* [LESETEXT]
-*-*-
# Hallo aus Ilsfeld!!



## silla (7. Juli 2008)

hallo teichfreaks,

nach kurzer einlesungszeit  möchte ich mich heute bei euch vorstellen.

wir haben unseren garten neu gestaltet und einen fertigteich eingebaut. (Stonecor-Teichschale Lake Titicaca) der teich fasst 2500 liter und misst 305cm auf 236cm, tiefe 110cm. das ganze soll um einen bachlauf erweitert werden mit kleinem wasserfall. anfangs sah das becken noch sehr groß aus, seit es eingebaut ist finde ich es eher klein.

na ja, jetzt muss es erst mal so gehen und ich muss mich um die randgestaltung und bepflanzung des teiches kümmern. ich hoffe natürlich auf viele ratschläge von euch

gruß
silla


----------



## Barbor (7. Juli 2008)

*AW: Hallo aus Ilsfeld!!*

Hallo


und

:willkommen 

Lieben Gruß Ulli


----------



## djmonn (7. Juli 2008)

*AW: Hallo aus Ilsfeld!!*

Hallo Silla

Grüße dich auch  Herzlich Wilkommen hir

habe dein Beitrag mit intesse gelesen wir haben auch eine Teichschale
einbauen lassen kanst dir die Bilder mal Ansehen drück auf mein Nicknamen 
unter beiträge da siehst du die Bilder 
miit denn ratschlägen da Antworten sicher noch viele hir die dir da vorschläge machen ich bin auch erst neu hir und worde sehr gut beraten hir ist eine super gemeinde bin auch froh hir gelandet zu sein 
Gruß Wilfried


----------



## flopp (8. Juli 2008)

*AW: Hallo aus Ilsfeld!!*

Ja Hallo und 
:willkommen

Schön ist es immer wenn man Fotos begutachten kann 	

mfg


----------



## Horst T. (8. Juli 2008)
-*-*-
(Datensätze zur Positionsannotation)

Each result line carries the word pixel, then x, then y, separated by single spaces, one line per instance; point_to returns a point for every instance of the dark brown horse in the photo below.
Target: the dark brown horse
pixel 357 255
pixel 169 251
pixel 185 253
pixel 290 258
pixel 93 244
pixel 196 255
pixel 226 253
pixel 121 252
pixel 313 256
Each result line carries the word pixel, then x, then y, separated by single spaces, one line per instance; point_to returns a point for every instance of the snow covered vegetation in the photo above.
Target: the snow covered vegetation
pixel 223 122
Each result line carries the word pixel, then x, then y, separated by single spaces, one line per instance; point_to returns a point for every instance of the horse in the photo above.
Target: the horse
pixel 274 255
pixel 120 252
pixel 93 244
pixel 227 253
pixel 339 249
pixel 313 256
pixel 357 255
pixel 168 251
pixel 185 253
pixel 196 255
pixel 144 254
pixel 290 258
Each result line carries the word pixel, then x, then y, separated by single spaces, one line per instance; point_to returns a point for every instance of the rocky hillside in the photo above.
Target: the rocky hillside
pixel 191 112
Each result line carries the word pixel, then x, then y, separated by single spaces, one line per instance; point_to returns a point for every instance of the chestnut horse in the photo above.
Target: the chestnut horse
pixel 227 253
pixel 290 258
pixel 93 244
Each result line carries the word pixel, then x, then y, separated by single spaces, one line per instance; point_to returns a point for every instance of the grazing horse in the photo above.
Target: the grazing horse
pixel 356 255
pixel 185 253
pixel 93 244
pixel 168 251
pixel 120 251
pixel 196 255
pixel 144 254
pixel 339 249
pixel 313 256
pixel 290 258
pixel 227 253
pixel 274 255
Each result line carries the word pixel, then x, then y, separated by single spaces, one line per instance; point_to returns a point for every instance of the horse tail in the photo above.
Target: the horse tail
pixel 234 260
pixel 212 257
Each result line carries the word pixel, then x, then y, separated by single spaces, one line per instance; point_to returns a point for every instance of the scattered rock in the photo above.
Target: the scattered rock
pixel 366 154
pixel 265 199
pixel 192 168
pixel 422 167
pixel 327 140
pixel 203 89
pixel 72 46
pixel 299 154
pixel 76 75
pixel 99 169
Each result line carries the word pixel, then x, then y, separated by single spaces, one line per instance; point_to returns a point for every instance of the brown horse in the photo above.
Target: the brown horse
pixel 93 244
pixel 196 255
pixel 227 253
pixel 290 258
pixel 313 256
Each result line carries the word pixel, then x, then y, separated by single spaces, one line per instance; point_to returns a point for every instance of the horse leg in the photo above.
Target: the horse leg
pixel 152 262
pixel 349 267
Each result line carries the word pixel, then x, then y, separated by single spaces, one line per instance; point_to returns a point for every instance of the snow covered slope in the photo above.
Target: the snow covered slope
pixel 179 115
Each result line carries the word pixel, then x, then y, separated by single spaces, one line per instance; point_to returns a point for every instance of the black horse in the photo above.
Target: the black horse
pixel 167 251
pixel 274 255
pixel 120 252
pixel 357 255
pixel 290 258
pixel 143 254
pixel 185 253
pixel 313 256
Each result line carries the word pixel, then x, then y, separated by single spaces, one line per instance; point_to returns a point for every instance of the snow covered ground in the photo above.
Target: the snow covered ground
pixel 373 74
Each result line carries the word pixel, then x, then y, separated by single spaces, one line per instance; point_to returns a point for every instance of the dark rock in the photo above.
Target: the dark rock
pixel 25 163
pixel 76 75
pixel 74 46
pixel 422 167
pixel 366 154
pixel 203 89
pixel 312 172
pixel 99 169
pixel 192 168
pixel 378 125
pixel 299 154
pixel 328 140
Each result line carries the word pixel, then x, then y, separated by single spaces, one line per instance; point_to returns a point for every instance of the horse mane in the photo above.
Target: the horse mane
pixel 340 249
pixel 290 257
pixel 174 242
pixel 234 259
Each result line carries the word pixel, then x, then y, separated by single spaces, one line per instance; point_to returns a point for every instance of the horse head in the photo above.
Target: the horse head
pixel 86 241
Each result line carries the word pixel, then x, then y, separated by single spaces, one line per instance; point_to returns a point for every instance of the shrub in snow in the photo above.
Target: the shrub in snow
-*-*-
* [DEINE AUFGABE]
Beantworte im Forumsthread zum Teich diese Fragen:
1. Wie viele Liter fasst der Teich von silla?
2. Worum soll der Teich erweitert werden?
3. Wo soll silla klicken, um die Bilder von Wilfrieds Teichschale zu sehen?

* [GELÖSTE AUFGABE]
1. 2500 Liter.
2. Um einen Bachlauf mit kleinem Wasserfall.
3. Auf seinen Nicknamen unter Beiträge.